:: Data to process ::

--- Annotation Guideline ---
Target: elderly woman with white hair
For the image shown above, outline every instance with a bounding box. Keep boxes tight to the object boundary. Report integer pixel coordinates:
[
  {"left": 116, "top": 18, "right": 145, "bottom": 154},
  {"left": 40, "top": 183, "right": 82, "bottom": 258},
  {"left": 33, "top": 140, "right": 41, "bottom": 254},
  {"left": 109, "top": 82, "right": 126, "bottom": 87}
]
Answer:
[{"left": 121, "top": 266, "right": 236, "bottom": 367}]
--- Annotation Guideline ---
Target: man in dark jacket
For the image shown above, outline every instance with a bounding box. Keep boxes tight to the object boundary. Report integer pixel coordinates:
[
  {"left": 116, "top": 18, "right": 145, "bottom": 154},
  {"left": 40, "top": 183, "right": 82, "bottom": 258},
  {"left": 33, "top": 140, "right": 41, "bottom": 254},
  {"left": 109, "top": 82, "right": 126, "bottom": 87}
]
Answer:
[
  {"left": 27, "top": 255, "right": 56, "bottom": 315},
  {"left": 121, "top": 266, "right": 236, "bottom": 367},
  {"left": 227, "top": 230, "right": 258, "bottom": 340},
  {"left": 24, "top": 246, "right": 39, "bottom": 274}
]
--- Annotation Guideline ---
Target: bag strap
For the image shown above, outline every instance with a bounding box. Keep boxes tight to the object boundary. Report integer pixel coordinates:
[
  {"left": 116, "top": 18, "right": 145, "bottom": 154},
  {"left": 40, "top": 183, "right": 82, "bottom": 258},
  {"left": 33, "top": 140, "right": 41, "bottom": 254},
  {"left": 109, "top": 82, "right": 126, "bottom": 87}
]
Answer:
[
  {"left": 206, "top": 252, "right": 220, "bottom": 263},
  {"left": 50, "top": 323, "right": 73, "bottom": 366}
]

:::

## What to work on:
Retype all of the entries. Keep each one exactly as written.

## Result:
--- Annotation Guideline ---
Target: elderly woman with white hair
For the image shown above, outline every instance with a bounding box. Keep boxes tight to the object boundary. Report integer pixel coordinates:
[
  {"left": 116, "top": 18, "right": 145, "bottom": 154},
  {"left": 40, "top": 183, "right": 82, "bottom": 258},
  {"left": 33, "top": 140, "right": 41, "bottom": 254},
  {"left": 109, "top": 82, "right": 126, "bottom": 87}
]
Answer:
[{"left": 121, "top": 266, "right": 236, "bottom": 367}]
--- Annotation Guideline ---
Target: man in dark jacket
For the image shown above, outline every instance with a bounding box. Keep boxes tight to the object boundary. Report integer pixel coordinates:
[
  {"left": 116, "top": 18, "right": 145, "bottom": 154},
  {"left": 40, "top": 183, "right": 82, "bottom": 258},
  {"left": 33, "top": 140, "right": 41, "bottom": 254},
  {"left": 109, "top": 82, "right": 126, "bottom": 87}
]
Answer:
[
  {"left": 27, "top": 255, "right": 56, "bottom": 315},
  {"left": 121, "top": 266, "right": 236, "bottom": 367},
  {"left": 227, "top": 230, "right": 258, "bottom": 340},
  {"left": 24, "top": 246, "right": 39, "bottom": 274}
]
--- Annotation Guideline ---
Target: bag strap
For the image shown above, outline every instance with a bounding box. Keep boxes tight to the object boundary. Report integer pixel coordinates:
[
  {"left": 116, "top": 18, "right": 145, "bottom": 154},
  {"left": 40, "top": 183, "right": 82, "bottom": 258},
  {"left": 33, "top": 140, "right": 41, "bottom": 254},
  {"left": 109, "top": 82, "right": 126, "bottom": 87}
]
Answer:
[
  {"left": 206, "top": 252, "right": 220, "bottom": 263},
  {"left": 50, "top": 323, "right": 73, "bottom": 366}
]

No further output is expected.